**Exercise**
Transcribe the records below in full; pictures stay out of the copy.

-- Data excerpts start --

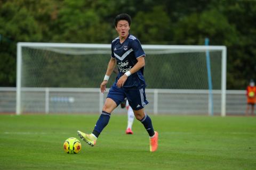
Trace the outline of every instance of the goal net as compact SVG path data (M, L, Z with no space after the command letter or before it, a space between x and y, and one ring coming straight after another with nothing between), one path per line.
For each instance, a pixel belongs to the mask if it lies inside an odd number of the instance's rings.
M142 48L149 112L225 115L226 47ZM19 42L17 113L100 110L110 54L110 45Z

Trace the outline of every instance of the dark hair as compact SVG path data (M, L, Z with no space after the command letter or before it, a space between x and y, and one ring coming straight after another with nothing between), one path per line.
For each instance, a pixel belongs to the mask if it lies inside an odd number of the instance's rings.
M115 26L116 27L117 25L117 22L120 20L126 20L129 23L129 26L131 26L132 19L127 14L121 14L116 16L116 18L115 19Z

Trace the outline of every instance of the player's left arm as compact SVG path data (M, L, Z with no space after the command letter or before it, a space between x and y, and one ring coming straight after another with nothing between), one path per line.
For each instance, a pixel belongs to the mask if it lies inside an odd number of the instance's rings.
M141 57L137 58L138 62L130 70L130 72L131 72L131 74L132 74L134 73L137 72L138 71L139 71L140 69L141 69L145 65L145 60L144 59L144 57L145 56L142 55ZM117 81L116 86L119 88L123 87L123 86L124 86L124 83L126 81L127 78L128 76L125 74L123 75L119 79L118 81Z

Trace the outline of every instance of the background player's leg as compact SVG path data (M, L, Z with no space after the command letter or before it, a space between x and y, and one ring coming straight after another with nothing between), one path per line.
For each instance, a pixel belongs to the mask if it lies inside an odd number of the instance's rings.
M133 134L133 132L132 131L132 124L133 123L133 121L134 120L134 114L133 113L132 108L130 106L128 107L127 114L128 117L128 121L126 133L126 134Z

-- Data excerpts end --

**Response to this exercise**
Trace the outline of every instance of the goal net as compact SVG path data (M, L, Z with no space after the command letter or before it, a space between x and y, and one ring coming straight after another with nothing between), one path per line.
For each instance, a pixel belongs to the mask if it lies inside an odd number of the instance's rings.
M142 48L149 112L225 115L226 47ZM19 42L17 113L100 110L110 54L110 45Z

Trace the outline of every instance of the dark hair as compact SVG path data (M, L, Z with no space after the command letter or before it, a space between x and y, and one ring coming straight after another with nothing between), one path per line.
For each instance, a pixel belongs to the mask if it lies inside an odd number of the instance's rings.
M115 26L116 27L117 25L117 22L120 20L126 20L129 23L129 26L131 26L132 19L127 14L121 14L116 16L116 18L115 19Z

Trace the outline of every instance of the player's left arm as compact SVG path data (M, L, Z with no space after the command letter or before it, a space between x and y, and one ring coming straight after another with nothing between), one path per line.
For each instance, a pixel belongs to the mask if it lies inside an odd number of the instance's rings.
M141 57L137 58L138 62L130 70L130 72L131 72L131 74L132 74L134 73L137 72L138 71L139 71L140 69L141 69L145 65L145 60L144 59L144 57L145 56L142 55ZM117 81L116 86L119 88L123 87L123 86L124 86L124 83L126 81L127 78L128 76L125 74L123 75L119 79L118 81Z

Trace the outline of every instance of the background player's leg as compact SVG path data (M, L, Z with no space after the command letter or before it, a space between x and y, and one ring coming straight after another with nothing between), one path per line.
For each instance, a pixel belongs to the mask if it lies inside an odd number of the instance's rings.
M133 134L133 132L132 131L132 124L133 123L133 121L134 120L134 114L133 113L132 108L130 106L128 107L127 114L128 117L128 121L126 133L126 134Z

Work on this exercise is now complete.